*Requirement*: Pick up the write-up on the Absurd Soccer reasoning test below and continue it from the point where it stops.

*Selected extract*:
Absurd World: A Simple Yet Powerful Method to Absurdify the Real-world for Probing LLM Reasoning Capabilities

When the rules of reality change, even in trivial ways, can AI adapt as seamlessly as humans do?

Try it now:

Overview

This project investigates whether Large Language Models (LLMs) can reason effectively in absurd world models through a custom game called Absurd Soccer. By creating variations of soccer rules, we test if LLMs can solve small tasks, problems that humans can perform with limited memory, when the rules deviate from standard expectations.

Why This Matters

This work explores whether models can:

Adapt to rule variations (e.g., "lowest score wins" instead of "highest score wins")
Handle symbolic role reversals (e.g., "shooting a net into a ball")
Maintain reasoning capabilities when world models differ from their training data

Absurd Soccer isolates these capabilities by using a familiar domain (soccer) with systematically modified rules.

Why Soccer?

Universal familiarity - Everyone understands basic rules
Simple domain - Isolates reasoning from complexity
Systematic variations - Clear rule modifications
Easy verification - Deterministic outcomes
Minimal memory - Humans solve effortlessly

Example Scenario

Methodology

Game: Absurd Soccer

Each variant modifies the REAL ruleset through:

Changing roles of symbols (e.g., shooting a net into a ball)
Changing score mechanics (e.g., team with least score wins)

REAL Ruleset

Two teams of players
Each team starts with a score of 0
Five matches per game
Teams alternate shooting a ball at a net
Hitting the net increases score by 1
Highest score wins

Rule Variants

Ruleset	Modification	Change Ttpe
`REAL`	No modification	N/A
`MISSING`	Score increases by 1 when a shot misses	Score mechanics
`LEAST`	Team with the lowest score wins	Score mechanics
`ICE CREAM`	Team earns ice cream when hitting the net	Score mechanics
`CAR`	Team earns cars when hitting the net	Score mechanics
`SWITCH`	Teams shoot a net into a ball (roles reversed)	Roles of symbols
`MISS & SWITCH`	Combination of MISSING and SWITCH	Both

Tasks

Determine Outcome (DO)

Data records
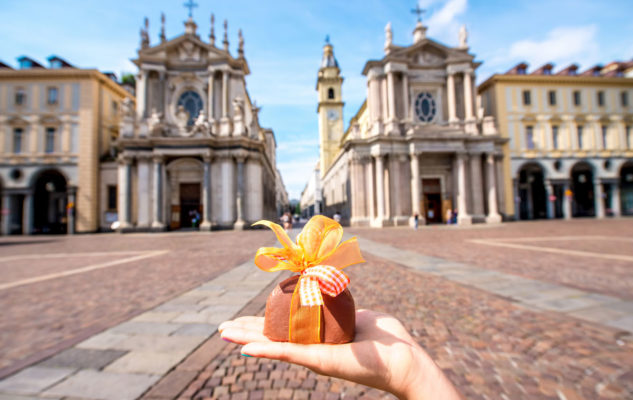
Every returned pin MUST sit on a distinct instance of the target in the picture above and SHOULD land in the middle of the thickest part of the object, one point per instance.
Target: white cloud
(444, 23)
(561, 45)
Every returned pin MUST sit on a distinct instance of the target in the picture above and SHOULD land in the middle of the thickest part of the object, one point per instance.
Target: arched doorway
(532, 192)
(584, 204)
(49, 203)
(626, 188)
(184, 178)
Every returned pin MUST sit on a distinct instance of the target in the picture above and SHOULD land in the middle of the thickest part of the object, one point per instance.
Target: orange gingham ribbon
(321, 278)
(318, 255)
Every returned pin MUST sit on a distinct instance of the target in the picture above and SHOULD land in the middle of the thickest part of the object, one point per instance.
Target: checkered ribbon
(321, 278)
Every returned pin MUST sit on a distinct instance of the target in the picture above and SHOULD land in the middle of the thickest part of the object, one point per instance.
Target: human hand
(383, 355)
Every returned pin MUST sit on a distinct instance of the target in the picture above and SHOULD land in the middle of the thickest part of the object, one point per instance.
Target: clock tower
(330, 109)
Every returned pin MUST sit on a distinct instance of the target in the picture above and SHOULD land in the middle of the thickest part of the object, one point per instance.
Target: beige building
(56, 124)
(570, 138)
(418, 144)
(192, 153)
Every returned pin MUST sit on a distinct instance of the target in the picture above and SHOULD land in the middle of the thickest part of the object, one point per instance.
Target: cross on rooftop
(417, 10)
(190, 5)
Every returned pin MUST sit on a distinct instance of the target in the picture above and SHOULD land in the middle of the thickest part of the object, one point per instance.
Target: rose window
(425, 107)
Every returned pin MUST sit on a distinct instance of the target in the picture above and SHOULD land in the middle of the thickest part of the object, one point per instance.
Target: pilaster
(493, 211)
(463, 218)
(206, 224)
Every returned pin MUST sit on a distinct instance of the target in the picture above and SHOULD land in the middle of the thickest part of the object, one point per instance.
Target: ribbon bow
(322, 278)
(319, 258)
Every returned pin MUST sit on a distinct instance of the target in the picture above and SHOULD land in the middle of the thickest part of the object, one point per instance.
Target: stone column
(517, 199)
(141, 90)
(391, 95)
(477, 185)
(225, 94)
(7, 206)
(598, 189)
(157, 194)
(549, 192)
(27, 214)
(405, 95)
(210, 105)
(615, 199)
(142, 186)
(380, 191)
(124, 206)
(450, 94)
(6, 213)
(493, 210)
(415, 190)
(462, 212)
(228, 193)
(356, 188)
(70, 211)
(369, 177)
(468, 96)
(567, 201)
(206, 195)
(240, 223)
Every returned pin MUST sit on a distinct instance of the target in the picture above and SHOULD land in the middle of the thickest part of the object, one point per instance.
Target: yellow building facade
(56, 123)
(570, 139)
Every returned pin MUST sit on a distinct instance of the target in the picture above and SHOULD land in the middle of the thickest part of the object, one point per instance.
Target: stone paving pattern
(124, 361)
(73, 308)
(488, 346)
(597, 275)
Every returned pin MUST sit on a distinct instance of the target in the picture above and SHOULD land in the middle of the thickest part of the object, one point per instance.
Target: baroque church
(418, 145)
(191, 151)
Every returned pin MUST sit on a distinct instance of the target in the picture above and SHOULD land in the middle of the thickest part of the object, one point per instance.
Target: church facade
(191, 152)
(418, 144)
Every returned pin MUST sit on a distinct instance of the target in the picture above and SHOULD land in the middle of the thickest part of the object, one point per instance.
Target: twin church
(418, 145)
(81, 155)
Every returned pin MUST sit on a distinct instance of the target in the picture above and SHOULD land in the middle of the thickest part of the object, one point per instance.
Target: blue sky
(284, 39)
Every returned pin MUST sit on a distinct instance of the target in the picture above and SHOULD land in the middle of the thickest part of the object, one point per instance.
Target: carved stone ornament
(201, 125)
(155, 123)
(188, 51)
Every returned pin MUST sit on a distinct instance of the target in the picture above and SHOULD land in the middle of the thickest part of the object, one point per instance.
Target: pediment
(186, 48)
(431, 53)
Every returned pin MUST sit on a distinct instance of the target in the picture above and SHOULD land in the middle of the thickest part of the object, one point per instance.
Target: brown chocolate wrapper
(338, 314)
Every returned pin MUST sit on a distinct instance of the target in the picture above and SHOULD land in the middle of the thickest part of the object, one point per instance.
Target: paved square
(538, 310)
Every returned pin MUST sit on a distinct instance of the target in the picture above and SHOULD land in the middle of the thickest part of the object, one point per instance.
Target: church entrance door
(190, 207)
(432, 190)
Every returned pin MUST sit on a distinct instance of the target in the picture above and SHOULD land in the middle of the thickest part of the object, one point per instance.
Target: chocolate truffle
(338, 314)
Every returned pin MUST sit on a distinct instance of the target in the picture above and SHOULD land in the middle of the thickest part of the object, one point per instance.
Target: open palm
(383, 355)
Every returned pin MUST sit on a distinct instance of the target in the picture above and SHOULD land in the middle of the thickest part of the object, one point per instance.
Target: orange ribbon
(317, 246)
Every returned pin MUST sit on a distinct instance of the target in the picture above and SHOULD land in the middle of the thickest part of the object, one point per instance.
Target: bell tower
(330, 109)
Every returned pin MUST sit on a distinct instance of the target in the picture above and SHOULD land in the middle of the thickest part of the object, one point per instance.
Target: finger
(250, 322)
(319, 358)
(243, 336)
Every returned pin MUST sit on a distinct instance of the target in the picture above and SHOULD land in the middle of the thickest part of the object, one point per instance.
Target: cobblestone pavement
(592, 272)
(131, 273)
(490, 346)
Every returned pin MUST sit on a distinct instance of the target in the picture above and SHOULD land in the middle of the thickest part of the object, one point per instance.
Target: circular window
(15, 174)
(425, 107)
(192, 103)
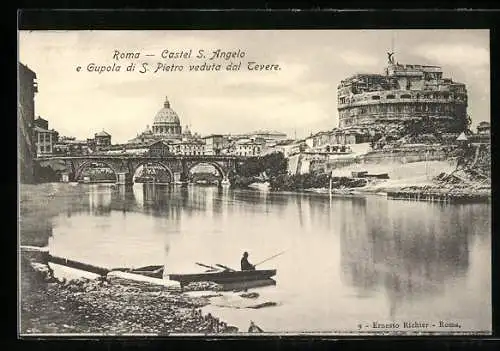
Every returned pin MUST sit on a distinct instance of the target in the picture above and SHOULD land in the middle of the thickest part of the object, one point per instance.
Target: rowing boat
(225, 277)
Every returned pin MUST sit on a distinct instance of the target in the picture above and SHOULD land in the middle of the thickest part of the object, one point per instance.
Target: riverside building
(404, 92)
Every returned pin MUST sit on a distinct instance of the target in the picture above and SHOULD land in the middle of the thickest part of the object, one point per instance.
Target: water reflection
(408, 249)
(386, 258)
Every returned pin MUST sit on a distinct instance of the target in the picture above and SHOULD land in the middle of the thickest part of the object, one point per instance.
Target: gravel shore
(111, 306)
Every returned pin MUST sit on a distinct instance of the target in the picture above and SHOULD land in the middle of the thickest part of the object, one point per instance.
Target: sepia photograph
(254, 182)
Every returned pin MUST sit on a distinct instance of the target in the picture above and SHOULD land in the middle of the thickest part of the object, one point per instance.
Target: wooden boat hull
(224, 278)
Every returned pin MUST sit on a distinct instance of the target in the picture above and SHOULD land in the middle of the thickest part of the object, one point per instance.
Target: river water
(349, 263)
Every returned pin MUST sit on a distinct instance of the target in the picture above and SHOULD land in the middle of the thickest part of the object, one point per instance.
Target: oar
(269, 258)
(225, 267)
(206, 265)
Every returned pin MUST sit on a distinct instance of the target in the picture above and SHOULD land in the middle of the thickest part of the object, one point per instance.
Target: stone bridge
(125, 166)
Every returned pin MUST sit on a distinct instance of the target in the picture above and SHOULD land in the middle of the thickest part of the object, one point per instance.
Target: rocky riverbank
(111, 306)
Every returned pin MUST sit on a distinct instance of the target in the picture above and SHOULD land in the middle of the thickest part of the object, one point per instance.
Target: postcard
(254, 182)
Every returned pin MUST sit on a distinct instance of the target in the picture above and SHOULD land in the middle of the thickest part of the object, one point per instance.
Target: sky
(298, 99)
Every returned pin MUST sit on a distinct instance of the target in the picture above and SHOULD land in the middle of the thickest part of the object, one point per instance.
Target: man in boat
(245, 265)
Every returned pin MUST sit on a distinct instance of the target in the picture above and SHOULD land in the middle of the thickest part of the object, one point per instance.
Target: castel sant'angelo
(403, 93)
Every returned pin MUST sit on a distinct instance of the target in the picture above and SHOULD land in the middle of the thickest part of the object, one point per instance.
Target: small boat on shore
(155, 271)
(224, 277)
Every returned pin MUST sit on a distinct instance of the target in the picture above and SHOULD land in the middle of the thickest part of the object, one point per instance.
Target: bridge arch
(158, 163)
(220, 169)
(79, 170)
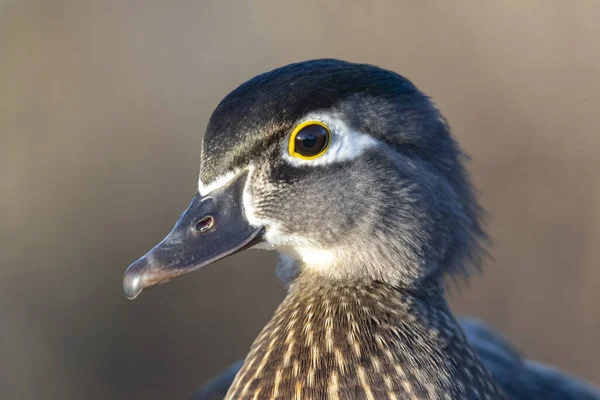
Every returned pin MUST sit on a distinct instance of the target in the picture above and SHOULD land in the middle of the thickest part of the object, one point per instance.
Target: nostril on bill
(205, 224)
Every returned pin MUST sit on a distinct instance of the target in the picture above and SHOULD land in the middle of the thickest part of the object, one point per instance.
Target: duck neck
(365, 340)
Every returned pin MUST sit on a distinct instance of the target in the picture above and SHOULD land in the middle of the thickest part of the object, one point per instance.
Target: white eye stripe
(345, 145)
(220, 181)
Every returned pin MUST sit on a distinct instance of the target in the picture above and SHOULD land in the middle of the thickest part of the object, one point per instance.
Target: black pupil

*Result for this task*:
Models receive game commentary and ruleset
Task: Determine which team won
Metric: Accuracy of predicted winner

Determine Outcome Few-Shot (DOFS)

Models receive 3 correct question-answer pairs
Then answer a new question with the same ruleset
Metric: Accuracy of predicted winner

Models Tested

We evaluated 17 models across three categories:

Cheap Models ($0.1-$0.5 per million input tokens)

google/gemini-2.0-flash-001
openai/gpt-4o-mini
meta-llama/llama-4-maverick-17b-128e-instruct
qwen/qwen-2.5-72b-instruct
google/gemini-2.5-flash

Expensive Models ($0.5-$1.0 per million input tokens)

anthropic/claude-3-5-haiku
nousresearch/hermes-3-llama-3.1-405b
sao10k/l3.1-euryale-70b
meta-llama/llama-3.1-405b-instruct
thedrummer/skyfall-36b-v2
openai/gpt-4.1-mini
google/gemma-2-27b-it

Reasoning Models (specialized for reasoning)

deepseek/deepseek-r1-0528
mistralai/magistral-small-2506
nvidia/llama-3.1-nemotron-ultra-253b-v1
perplexity/sonar-reasoning

Running the Experiments

Prerequisites

Python Environment:
- Ensure Python 3.8+ is installed.
API Key:
- Obtain an OpenRouter API key and keep it ready.

Steps to Run

Run a Single Task:
- To evaluate a specific ruleset with a set of models, use the task_1 function in main.py.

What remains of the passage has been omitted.